======== Record list
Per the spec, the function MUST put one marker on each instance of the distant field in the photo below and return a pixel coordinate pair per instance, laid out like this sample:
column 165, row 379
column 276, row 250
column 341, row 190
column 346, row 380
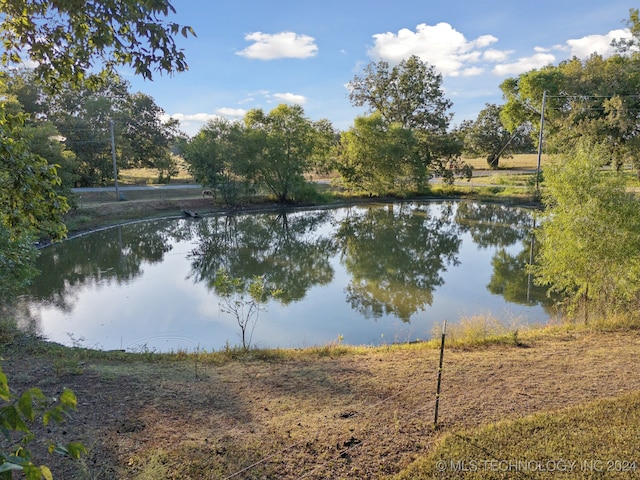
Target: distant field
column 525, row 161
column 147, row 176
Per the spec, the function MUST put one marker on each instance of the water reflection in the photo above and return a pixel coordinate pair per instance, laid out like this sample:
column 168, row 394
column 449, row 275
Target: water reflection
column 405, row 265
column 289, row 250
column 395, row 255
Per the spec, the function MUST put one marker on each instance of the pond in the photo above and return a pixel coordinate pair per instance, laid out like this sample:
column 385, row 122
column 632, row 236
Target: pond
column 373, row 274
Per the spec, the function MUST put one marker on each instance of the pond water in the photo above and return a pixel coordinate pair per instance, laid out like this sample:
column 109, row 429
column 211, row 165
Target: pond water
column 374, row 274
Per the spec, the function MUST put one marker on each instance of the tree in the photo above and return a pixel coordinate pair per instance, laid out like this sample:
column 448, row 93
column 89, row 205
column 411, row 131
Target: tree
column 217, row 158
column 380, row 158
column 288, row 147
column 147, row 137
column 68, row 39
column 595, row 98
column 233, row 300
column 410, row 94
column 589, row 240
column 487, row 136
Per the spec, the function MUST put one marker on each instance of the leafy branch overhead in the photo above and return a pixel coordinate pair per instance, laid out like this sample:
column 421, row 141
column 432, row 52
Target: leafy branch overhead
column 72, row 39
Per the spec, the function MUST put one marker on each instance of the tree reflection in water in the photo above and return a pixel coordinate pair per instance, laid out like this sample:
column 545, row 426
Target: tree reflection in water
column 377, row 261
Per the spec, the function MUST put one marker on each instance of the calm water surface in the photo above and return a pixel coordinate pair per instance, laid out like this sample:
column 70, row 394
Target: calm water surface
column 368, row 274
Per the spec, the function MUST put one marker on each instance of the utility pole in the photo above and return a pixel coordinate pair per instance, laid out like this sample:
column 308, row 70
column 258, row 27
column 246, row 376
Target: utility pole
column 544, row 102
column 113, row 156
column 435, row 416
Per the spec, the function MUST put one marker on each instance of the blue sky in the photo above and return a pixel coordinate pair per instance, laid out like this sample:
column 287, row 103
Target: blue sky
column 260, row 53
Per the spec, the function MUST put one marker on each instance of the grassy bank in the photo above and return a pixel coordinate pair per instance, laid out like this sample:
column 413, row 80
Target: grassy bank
================
======== Record list
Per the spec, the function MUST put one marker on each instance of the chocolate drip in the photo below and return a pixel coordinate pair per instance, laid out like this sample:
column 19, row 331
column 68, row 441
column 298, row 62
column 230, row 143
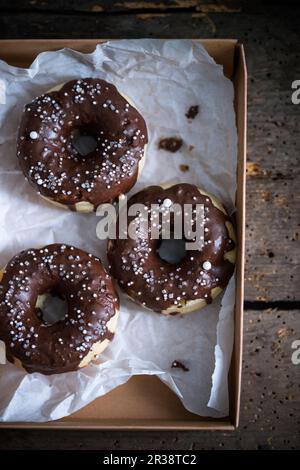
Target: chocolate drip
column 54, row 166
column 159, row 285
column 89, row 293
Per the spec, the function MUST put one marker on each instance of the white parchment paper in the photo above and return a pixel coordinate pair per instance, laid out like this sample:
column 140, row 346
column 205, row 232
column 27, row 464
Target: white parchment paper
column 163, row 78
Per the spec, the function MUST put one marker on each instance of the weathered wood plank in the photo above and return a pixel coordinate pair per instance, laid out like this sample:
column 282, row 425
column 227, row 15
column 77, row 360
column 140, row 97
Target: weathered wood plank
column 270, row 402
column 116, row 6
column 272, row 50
================
Task objective
Repeat the records verbatim, from the line containing "of the distant" through the line containing "column 147, row 176", inclusive, leaving out the pictures.

Answer
Per the spec, the function MUST put one marker on each instance of the distant field in the photo below and return a pixel coordinate pair per instance, laid out like this sample:
column 165, row 379
column 276, row 250
column 341, row 190
column 346, row 380
Target: distant field
column 525, row 161
column 147, row 176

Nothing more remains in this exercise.